## [WORK TO COMPLETE]
[1] In the article on business and intelligent technologies, what two things does the writer say have strengthened over the last year?
[2] Carry the article on business and intelligent technologies forward from its last sentence.

## [SOURCE EXCERPT]
This article is part of: World Economic Forum Annual Meeting

There are reasons to be optimistic as we begin 2018. Self-sustaining growth in the global economy and the recovery of international trade have strengthened in the last year.

But certain socio-economic fissures continue to grow wider. Concerns about how intelligent technologies might further strain the social contract between people and business must urgently be addressed.

As stewards of an inclusive and connected world, business leaders should consider how to harness technology to make an important and lasting difference. I am a passionate advocate for developing the future workforce, addressing complex social problems and shaping a regulatory framework. These three subjects all revolve around greater innovation and growth.

Developing the future workforce

Responsible employers who pursue bold growth agendas must embrace intelligent technologies. Not just to automate or to drive efficiencies, but to build new outcomes that ultimately create new streams of growth and employment.

Businesses will have to reconfigure the future workforce entirely. This requires striking the right balance between automation and human skills, and retraining existing workers to create new value. As traditional job descriptions become obsolete, people will need to collaborate in new ways with increasingly intelligent machines.

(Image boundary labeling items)
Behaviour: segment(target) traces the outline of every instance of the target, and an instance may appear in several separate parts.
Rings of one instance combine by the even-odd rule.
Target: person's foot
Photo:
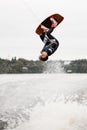
[[[52,25],[51,25],[51,27],[56,27],[57,26],[57,21],[54,19],[54,18],[50,18],[50,20],[52,21]]]
[[[44,25],[41,25],[41,28],[43,29],[44,32],[48,32],[49,28],[45,27]]]

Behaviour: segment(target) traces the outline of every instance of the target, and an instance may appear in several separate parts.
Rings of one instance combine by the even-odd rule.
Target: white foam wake
[[[50,103],[37,106],[29,122],[15,130],[87,130],[87,106],[71,103]]]

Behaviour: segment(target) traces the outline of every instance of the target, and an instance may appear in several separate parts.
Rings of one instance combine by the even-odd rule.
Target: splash
[[[37,106],[29,122],[16,130],[87,130],[87,106],[76,102]]]

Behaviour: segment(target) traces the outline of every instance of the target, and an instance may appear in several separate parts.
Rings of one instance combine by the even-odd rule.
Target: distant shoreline
[[[87,73],[87,59],[42,62],[24,58],[0,58],[0,74],[24,73]]]

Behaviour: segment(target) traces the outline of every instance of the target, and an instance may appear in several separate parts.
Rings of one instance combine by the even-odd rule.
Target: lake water
[[[87,74],[0,75],[0,130],[87,130]]]

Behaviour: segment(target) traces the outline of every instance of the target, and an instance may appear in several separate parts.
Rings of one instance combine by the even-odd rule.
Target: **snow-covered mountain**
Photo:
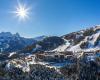
[[[0,52],[7,53],[21,50],[22,48],[33,44],[36,40],[32,38],[21,37],[18,33],[11,34],[10,32],[0,33]]]
[[[59,46],[57,50],[62,48],[65,51],[97,50],[100,49],[100,26],[72,32],[62,38],[66,43]]]

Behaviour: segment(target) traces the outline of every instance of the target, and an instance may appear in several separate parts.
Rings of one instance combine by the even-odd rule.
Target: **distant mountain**
[[[34,51],[82,51],[100,48],[100,26],[72,32],[61,37],[40,36],[36,44],[24,48],[25,52]]]
[[[21,37],[18,33],[11,34],[10,32],[0,33],[0,52],[8,53],[23,49],[24,47],[35,43],[33,38]]]
[[[73,32],[62,37],[70,43],[66,50],[81,51],[100,49],[100,26]]]
[[[37,52],[37,51],[49,51],[64,44],[64,40],[61,37],[50,36],[41,41],[37,41],[35,44],[25,47],[21,52]]]

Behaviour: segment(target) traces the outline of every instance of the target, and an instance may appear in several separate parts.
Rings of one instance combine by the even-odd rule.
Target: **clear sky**
[[[0,32],[25,37],[64,35],[100,24],[100,0],[19,0],[31,7],[29,19],[19,21],[17,0],[0,0]]]

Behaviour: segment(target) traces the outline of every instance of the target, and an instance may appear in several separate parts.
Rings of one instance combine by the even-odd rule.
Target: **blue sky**
[[[31,7],[29,19],[19,21],[17,0],[0,0],[0,32],[24,37],[61,36],[100,24],[100,0],[19,0]]]

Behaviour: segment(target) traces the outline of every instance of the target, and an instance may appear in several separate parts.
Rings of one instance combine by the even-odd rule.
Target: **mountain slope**
[[[8,53],[18,51],[24,47],[33,44],[36,40],[32,38],[21,37],[18,33],[11,34],[10,32],[0,33],[0,52]]]

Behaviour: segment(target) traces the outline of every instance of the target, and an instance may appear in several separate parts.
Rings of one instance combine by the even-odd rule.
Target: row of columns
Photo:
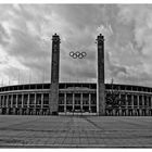
[[[37,93],[27,93],[26,96],[27,96],[27,105],[26,105],[26,107],[27,109],[29,109],[29,101],[30,101],[30,94],[34,94],[34,109],[36,109],[36,103],[37,103]],[[43,109],[43,93],[38,93],[38,94],[40,94],[40,100],[41,100],[41,104],[40,104],[40,109]],[[15,96],[15,99],[13,98],[13,96]],[[24,106],[24,97],[25,97],[25,93],[22,93],[22,94],[2,94],[2,96],[0,96],[0,103],[1,103],[1,106],[2,107],[7,107],[8,109],[8,111],[9,111],[9,107],[14,107],[14,104],[13,104],[13,102],[14,102],[14,100],[15,100],[15,107],[18,107],[18,96],[21,96],[21,109],[24,109],[25,106]],[[121,96],[121,94],[119,94]],[[144,96],[145,94],[136,94],[137,97],[137,105],[135,105],[134,104],[134,100],[135,100],[135,98],[134,98],[134,96],[135,94],[125,94],[125,99],[126,99],[126,101],[128,101],[128,96],[130,96],[130,105],[128,105],[128,102],[126,102],[126,104],[125,104],[125,109],[126,109],[126,111],[125,111],[125,113],[128,115],[128,111],[130,111],[129,109],[131,109],[131,113],[134,113],[135,112],[135,110],[134,109],[142,109],[142,107],[144,107],[143,105],[144,105]],[[2,98],[3,97],[3,98]],[[141,97],[141,100],[139,99],[139,97]],[[11,100],[11,102],[10,102],[10,100]],[[48,99],[49,100],[49,99]],[[73,110],[75,109],[75,93],[73,93],[73,98],[72,98],[72,100],[73,100]],[[88,104],[88,106],[89,106],[89,111],[91,111],[91,93],[89,93],[88,94],[88,100],[89,100],[89,104]],[[66,107],[67,107],[67,104],[66,104],[66,101],[67,101],[67,93],[65,92],[64,93],[64,112],[66,112]],[[142,106],[139,104],[139,101],[142,103]],[[9,106],[9,102],[10,102],[10,106]],[[151,96],[147,96],[147,105],[149,105],[149,103],[151,104],[151,106],[152,106],[152,97]],[[5,104],[7,103],[7,104]],[[98,105],[97,105],[98,106]],[[150,105],[148,106],[148,109],[150,109],[151,107]],[[129,109],[128,109],[129,107]],[[83,110],[83,93],[80,93],[80,109]],[[109,110],[107,110],[109,111]],[[116,111],[117,112],[117,110],[114,110],[114,111]],[[119,113],[122,113],[121,111],[123,111],[123,110],[119,110]],[[142,110],[141,110],[142,111]],[[143,110],[144,111],[144,110]],[[136,112],[135,112],[136,113]],[[139,110],[139,112],[138,113],[143,113],[143,112],[140,112],[140,110]],[[145,112],[145,113],[149,113],[149,112]]]
[[[151,109],[113,109],[105,110],[106,116],[152,116]]]
[[[36,101],[37,101],[37,93],[34,93],[34,106],[36,107]],[[41,101],[41,109],[43,107],[43,93],[40,93],[40,101]],[[11,104],[10,107],[13,107],[13,96],[15,96],[15,107],[18,107],[18,96],[21,96],[21,107],[24,107],[24,93],[22,94],[3,94],[0,96],[0,104],[2,107],[9,107],[9,101],[10,101],[10,96],[11,96]],[[27,106],[29,107],[29,100],[30,100],[30,93],[26,94],[27,96]]]
[[[72,106],[73,106],[73,111],[75,110],[75,93],[72,93],[73,94],[73,97],[72,97]],[[91,111],[91,93],[89,93],[88,94],[89,96],[89,111]],[[66,93],[64,93],[64,112],[66,112],[66,105],[67,105],[67,103],[66,103],[66,98],[67,97],[67,94]],[[80,110],[83,110],[83,93],[80,93]]]

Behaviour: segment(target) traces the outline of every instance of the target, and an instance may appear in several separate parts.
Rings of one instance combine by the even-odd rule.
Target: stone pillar
[[[0,114],[2,114],[2,96],[0,96]]]
[[[9,94],[7,96],[7,114],[9,114],[10,107],[9,107]]]
[[[11,107],[13,107],[13,94],[11,94]]]
[[[64,93],[64,112],[66,113],[66,93]]]
[[[23,101],[24,101],[24,94],[22,93],[22,109],[23,109],[23,106],[24,106]]]
[[[89,93],[89,112],[91,112],[91,93]]]
[[[42,115],[43,112],[43,93],[41,93],[41,110],[40,114]]]
[[[26,114],[29,114],[29,93],[27,94],[27,110],[26,110]]]
[[[36,114],[36,104],[37,104],[37,94],[35,93],[35,100],[34,100],[34,115]]]
[[[80,93],[80,110],[83,112],[83,93]]]
[[[16,107],[18,107],[18,94],[16,94]]]
[[[139,109],[139,94],[137,94],[137,107]]]
[[[131,94],[131,115],[135,115],[135,106],[134,106],[134,94]]]
[[[144,109],[144,94],[142,94],[142,109]]]
[[[151,96],[151,107],[152,107],[152,96]]]
[[[73,112],[75,110],[75,94],[73,93]]]
[[[98,84],[97,84],[97,113],[105,115],[105,85],[104,85],[104,37],[100,34],[98,43]]]
[[[126,98],[126,115],[128,116],[128,97],[127,93],[125,94]]]
[[[60,75],[60,37],[55,34],[52,37],[52,64],[51,64],[51,87],[49,96],[50,113],[58,114],[59,103],[59,76]]]

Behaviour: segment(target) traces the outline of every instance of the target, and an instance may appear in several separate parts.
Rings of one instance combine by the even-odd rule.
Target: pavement
[[[0,148],[152,148],[152,117],[0,115]]]

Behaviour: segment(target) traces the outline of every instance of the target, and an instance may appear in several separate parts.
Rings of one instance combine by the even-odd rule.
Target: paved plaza
[[[151,148],[152,117],[0,115],[1,148]]]

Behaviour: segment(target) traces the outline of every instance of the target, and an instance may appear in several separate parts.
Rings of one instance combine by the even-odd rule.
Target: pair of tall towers
[[[105,115],[104,99],[104,37],[100,34],[97,37],[98,46],[98,83],[97,83],[97,113]],[[49,96],[50,113],[58,114],[59,107],[59,76],[60,76],[60,37],[52,36],[52,63],[51,63],[51,87]]]

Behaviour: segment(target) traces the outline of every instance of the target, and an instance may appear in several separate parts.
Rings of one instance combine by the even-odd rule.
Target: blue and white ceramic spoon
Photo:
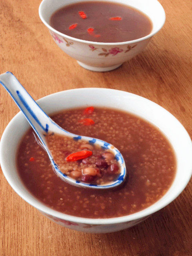
[[[124,181],[126,173],[125,162],[120,152],[114,146],[98,139],[73,134],[59,126],[42,110],[11,72],[7,72],[0,75],[0,83],[14,99],[36,133],[48,154],[55,172],[61,179],[74,186],[97,189],[114,188]],[[48,132],[67,136],[75,140],[82,140],[90,144],[98,145],[104,149],[110,149],[120,164],[120,173],[118,177],[116,180],[106,185],[95,185],[77,181],[63,173],[54,162],[48,147],[43,134]]]

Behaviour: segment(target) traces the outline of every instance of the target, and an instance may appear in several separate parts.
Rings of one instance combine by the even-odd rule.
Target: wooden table
[[[35,99],[83,87],[136,94],[170,111],[191,136],[192,2],[161,2],[165,24],[143,52],[116,70],[97,73],[56,46],[39,18],[40,0],[1,0],[0,73],[12,71]],[[2,87],[0,92],[1,135],[18,109]],[[22,199],[1,172],[0,182],[0,256],[192,255],[191,180],[174,202],[144,222],[103,234],[54,224]]]

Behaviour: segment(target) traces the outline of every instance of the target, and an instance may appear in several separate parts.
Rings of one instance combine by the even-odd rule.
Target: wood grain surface
[[[62,52],[38,14],[40,0],[0,0],[0,73],[12,71],[36,100],[80,87],[123,90],[170,111],[192,136],[191,0],[161,0],[166,20],[140,55],[119,68],[94,72]],[[18,109],[0,87],[0,134]],[[11,157],[11,155],[10,155]],[[192,255],[192,182],[169,205],[129,229],[74,231],[22,199],[0,172],[0,256]]]

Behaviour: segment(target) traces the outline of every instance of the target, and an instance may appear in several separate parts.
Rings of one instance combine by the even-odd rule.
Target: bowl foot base
[[[109,67],[95,67],[93,66],[89,66],[85,64],[83,62],[82,62],[80,61],[77,61],[80,66],[86,69],[88,69],[89,70],[92,71],[96,71],[97,72],[104,72],[105,71],[110,71],[110,70],[112,70],[114,69],[120,67],[122,63],[120,63],[120,64],[117,64],[116,65],[114,65],[113,66],[111,66]]]

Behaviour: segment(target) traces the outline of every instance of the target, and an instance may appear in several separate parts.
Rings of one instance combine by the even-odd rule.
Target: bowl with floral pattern
[[[181,193],[189,182],[192,174],[191,139],[179,121],[154,102],[126,92],[104,88],[66,90],[47,96],[37,102],[49,115],[65,109],[85,106],[112,107],[136,115],[152,124],[164,134],[172,145],[177,162],[175,177],[169,189],[160,199],[141,210],[121,216],[95,218],[76,216],[75,210],[73,215],[61,212],[45,204],[32,194],[24,185],[18,171],[16,160],[18,149],[21,140],[30,127],[20,111],[8,124],[1,138],[1,167],[5,178],[15,191],[54,222],[74,230],[89,233],[108,233],[128,228],[143,221],[170,204]],[[177,203],[179,203],[179,200]],[[8,206],[8,204],[7,207]]]
[[[114,2],[127,4],[147,15],[152,23],[151,33],[132,41],[102,43],[72,37],[57,31],[50,26],[50,18],[54,12],[65,6],[79,2],[80,0],[73,0],[72,3],[70,0],[43,0],[39,6],[39,14],[58,46],[77,60],[80,66],[94,71],[112,70],[137,55],[162,28],[165,21],[164,10],[157,0],[116,0]]]

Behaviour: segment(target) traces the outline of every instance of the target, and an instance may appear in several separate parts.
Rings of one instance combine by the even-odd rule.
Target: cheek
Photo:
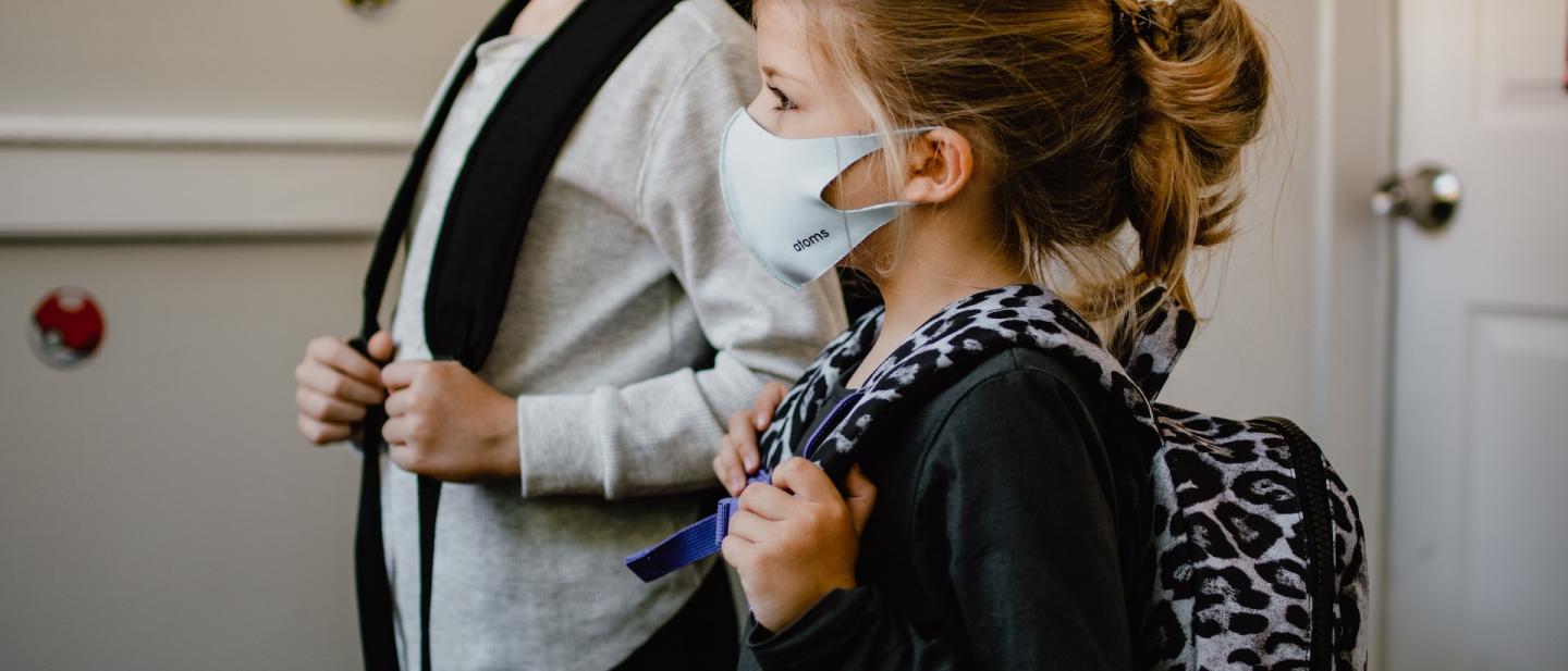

## [ANSWERS PER TASK]
[1] Self-sustaining growth in the global economy and the recovery of international trade.

[2]
In fact, Mercedes-Benz has replaced robots in its manufacturing plants with highly skilled workers. People proved to be more efficient and adaptable in satisfying demand for customized cars. Accenture has also seen a significant transformation in its workforce after automating several thousand roles. Following significant investment in reskilling, not a single person lost their job. Many have taken on higher-value roles, some working with intelligent technology.

Improving social outcomes

In the ‘fractured world’ described by the World Economic Forum, technology must be used to improve social outcomes as well as to bring commercial gains. By collaborating with local NGOs and governments, business leaders can achieve both ends at an extraordinary scale.

For example, consider personal identification. More than one billion people - about a sixth of the world’s population - are largely excluded from society because they lack the most basic data: documented proof of their existence and identity. Without it, they are shut out of the formal economy. They are deprived of access to the basics we take for granted, such as benefits, banking, education, healthcare, housing and voting rights.

To address this problem, Microsoft and Accenture are working together to support ID2020, a digital project using blockchain and biometric technologies to allow individuals to access and share their data electronically. This kind of innovation will make it easier to employ, to be employed, and to improve people’s broader welfare. It will support wider economic growth.

Shaping a better regulatory framework

Intelligent technology's potential to improve the way we work faces challenges. The freedom to innovate is countered by concerns about AI’s impact on society. Governments are often pulled in both directions. Moreover, the nature of regulation means they can struggle to keep up with the rapid pace of innovation.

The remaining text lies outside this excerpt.